◆ **Ziel der Übung**
Gib aus dem bereitgestellten Text den Abschnitt wortgetreu wieder, der bei „Schlachten und Feldzüge.“ einsetzt und nach „zunächst neutral war.“ aufhört.

◆ **Bereitgestellter Text**
•••••

Vorher hatte bereits der so genannte Erste Peloponnesische Krieg (um 460–46) zwischen Athen und Sparta getobt. Grund war der vorläufige Austritt Megaras aus der spartanischen Allianz und dessen Überwechseln zu Athen. Athen unternahm in diesem Zusammenhang sogar eine Expedition nach Ägypten (460–54), die jedoch scheiterte. Doch konnte sich die pro-spartanische Politik des athenischen Politikers Kimon, der zeitweise im Exil war, durchsetzen (der 449 auf Zypern fiel), so dass 446 ein dreißigjähriger Frieden geschlossen wurde, wobei die latenten Spannungen freilich bestehen blieben.

Im Westen erwehrten sich währenddessen die Griechen der Gefahr durch die Etrusker und das mächtige Karthago. In der Schlacht von Kyme 474 wurden die Etrusker vernichtend geschlagen. Auf Sizilien ging der Konflikt mit Karthago weiter, auch wenn die Karthager 480 bei Himera geschlagen worden waren. Dort konnten sich in zahlreichen Poleis auch weiterhin Tyrannen an der Macht halten, wie beispielsweise Gelon, der zeitweise als der mächtigste Mann der griechischen Welt galt.

Der Peloponnesische Krieg – ein antiker Weltkrieg

Über den Streit Korinths mit Korkyra bezüglich der Einmischung Athens in den Bürgerkrieg in Epidamnos, der Furcht Athens vor einem Engagement Korinths im Norden und über einen Handelsstreit mit dem mit Sparta verbündeteten Megara, aber auch aus der Furcht Spartas vor einem weiteren Machtzuwachs Athens, kam es schließlich zum Pelpononnesischen Krieg (mit Unterbrechungen von 431–404), über dessen Verlauf bis zum Jahr 411 uns vor allem Thukydides in seinem großen (aber nicht immer unproblematischen) Geschichtswerk Auskunft gibt.

432 forderten Megara und Korinth Sparta ultimativ zum Eingreifen auf, doch begann der Krieg eher ungeplant mit einem Überfall der mit Sparta verbündeten Thebaner auf die Stadt Plataiai. Sparta fiel 431 in Attika ein, doch hatte Perikles die Bevölkerung in den Schutz der Langen Mauern zurückgezogen. Währenddessen plünderte die athenische Flotte den Peloponnes. Perikles rechnete mit der Erschöpfung des Gegners, während die Spartaner jedes Jahr in Attika einfielen.

Schlachten und Feldzüge. Die Farbgebung entspricht der Lage bei Ausbruch des Krieges 431 v. Chr., mit Ausnahme des halbbarbarischen Makedoniens, das zunächst neutral war.

•••••

◆ **Bereitgestelltes Material**

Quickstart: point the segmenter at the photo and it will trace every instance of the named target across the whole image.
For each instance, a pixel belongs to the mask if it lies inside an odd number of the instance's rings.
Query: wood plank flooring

•••••

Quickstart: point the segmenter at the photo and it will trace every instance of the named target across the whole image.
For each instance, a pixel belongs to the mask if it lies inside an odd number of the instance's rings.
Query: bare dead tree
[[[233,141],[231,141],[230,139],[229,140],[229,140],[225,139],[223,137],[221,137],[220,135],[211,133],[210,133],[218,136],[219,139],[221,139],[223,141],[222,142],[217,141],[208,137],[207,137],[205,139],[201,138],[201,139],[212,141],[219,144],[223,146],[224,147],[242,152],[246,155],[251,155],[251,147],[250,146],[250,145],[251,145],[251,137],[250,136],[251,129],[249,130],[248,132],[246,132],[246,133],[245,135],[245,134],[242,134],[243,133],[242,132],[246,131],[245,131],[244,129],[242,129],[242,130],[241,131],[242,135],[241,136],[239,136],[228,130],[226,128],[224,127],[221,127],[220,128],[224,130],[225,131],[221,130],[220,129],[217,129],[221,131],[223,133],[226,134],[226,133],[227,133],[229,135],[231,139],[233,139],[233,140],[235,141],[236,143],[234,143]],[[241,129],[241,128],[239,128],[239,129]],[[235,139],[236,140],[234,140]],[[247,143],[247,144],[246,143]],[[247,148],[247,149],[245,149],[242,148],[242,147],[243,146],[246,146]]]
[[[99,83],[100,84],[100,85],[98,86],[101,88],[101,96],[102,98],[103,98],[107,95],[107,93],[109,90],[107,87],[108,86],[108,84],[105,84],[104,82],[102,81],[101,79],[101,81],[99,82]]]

•••••

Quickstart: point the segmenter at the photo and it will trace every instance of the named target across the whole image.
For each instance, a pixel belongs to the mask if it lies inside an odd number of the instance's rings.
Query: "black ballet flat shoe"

•••••

◆ **Fertige Antwort**
Schlachten und Feldzüge. Die Farbgebung entspricht der Lage bei Ausbruch des Krieges 431 v. Chr., mit Ausnahme des halbbarbarischen Makedoniens, das zunächst neutral war.